*Given task*:
Answer these questions from the AGAL bytecode page:
1. Which endian format must AGAL bytecode use?
2. What size is every token, in bytes?
3. What opcode value is given for the square root operation?

==== Page text

AGAL bytecode format

AGAL bytecode must use Endian.LITTLE_ENDIAN format.

Bytecode Header

AGAL bytecode must begin with a 7-byte header:

A0 01000000 A1 00 -- for a vertex program 
A0 01000000 A1 01 -- for a fragment program

Offset (bytes)	Size (bytes)	Name	Description
0	1	magic	must be 0xa0
1	4	version	must be 1
5	1	shader type ID	must be 0xa1
6	1	shader type	0 for a vertex program; 1 for a fragment program

Tokens

The header is immediately followed by any number of tokens. Every token is 192 bits (24 bytes) in size and always has the format:

[opcode][destination][source1][source2 or sampler]

Not every opcode uses all of these fields. Unused fields must be set to 0.

Operation codes

The [opcode] field is 32 bits in size and can take one of these values:

Name	Opcode	Operation	Description
mov	0x00	move	move data from source1 to destination, component-wise
add	0x01	add	destination = source1 + source2, component-wise
sub	0x02	subtract	destination = source1 - source2, component-wise
mul	0x03	multiply	destination = source1 * source2, component-wise
div	0x04	divide	destination = source1 / source2, component-wise
rcp	0x05	reciprocal	destination = 1/source1, component-wise
min	0x06	minimum	destination = minimum(source1,source2), component-wise
max	0x07	maximum	destination = maximum(source1,source2), component-wise
frc	0x08	fractional	destination = source1 - (float)floor(source1), component-wise
sqt	0x09	square root	destination = sqrt(source1), component-wise
rsq	0x0a	reciprocal root	destination = 1/sqrt(source1), component-wise
pow	0x0b	power	destination = pow(source1,source2), component-wise
log	0x0c	logarithm	destination = log_2(source1), component-wise
exp	0x0d	exponential	destination = 2^source1, component-wise
nrm	0x0e	normalize	destination = normalize(source1), component-wise (produces only a 3 component result, destination must be masked to .xyz or less)

========
==== Supplied material

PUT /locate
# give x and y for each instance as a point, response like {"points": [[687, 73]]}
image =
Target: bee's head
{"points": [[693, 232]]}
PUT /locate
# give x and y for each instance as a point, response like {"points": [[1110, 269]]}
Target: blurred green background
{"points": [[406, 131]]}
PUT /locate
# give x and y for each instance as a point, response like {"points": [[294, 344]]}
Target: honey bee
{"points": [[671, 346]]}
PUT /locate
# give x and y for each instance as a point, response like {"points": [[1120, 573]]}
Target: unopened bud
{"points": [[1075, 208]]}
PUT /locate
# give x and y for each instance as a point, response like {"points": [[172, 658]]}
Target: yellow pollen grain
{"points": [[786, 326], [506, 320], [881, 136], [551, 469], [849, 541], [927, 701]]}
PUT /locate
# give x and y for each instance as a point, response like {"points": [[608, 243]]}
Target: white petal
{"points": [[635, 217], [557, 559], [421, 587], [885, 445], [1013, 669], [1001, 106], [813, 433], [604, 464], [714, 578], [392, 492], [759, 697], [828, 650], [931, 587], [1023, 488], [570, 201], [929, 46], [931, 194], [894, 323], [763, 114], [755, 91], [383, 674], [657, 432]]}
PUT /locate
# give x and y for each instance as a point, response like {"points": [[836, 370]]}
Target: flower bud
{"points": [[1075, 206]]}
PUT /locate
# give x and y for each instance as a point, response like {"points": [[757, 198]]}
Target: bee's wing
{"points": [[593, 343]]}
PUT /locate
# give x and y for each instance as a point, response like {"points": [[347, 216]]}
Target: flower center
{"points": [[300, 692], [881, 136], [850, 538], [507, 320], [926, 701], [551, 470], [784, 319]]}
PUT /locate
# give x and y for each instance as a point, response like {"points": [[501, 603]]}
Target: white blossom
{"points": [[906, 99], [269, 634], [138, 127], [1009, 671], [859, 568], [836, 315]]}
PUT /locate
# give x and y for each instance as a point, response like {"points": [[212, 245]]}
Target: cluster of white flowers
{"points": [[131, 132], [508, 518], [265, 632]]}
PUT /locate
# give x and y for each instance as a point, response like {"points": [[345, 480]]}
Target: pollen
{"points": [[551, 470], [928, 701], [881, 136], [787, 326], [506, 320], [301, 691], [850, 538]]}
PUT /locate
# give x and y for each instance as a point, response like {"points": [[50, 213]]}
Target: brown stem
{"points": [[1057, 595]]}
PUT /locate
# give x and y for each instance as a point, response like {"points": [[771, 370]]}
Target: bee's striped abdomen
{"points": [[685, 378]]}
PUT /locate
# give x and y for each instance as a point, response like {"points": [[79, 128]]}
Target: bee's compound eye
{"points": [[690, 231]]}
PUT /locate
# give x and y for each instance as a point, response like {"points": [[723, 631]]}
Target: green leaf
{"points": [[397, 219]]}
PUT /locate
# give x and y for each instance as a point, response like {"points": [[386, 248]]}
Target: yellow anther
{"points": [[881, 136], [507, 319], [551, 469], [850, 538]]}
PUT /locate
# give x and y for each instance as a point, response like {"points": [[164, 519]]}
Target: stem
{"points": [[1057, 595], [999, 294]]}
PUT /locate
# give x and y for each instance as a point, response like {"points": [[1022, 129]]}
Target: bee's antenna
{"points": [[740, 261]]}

========

*Answer to the task*:
1. Endian.LITTLE_ENDIAN
2. 24 bytes
3. 0x09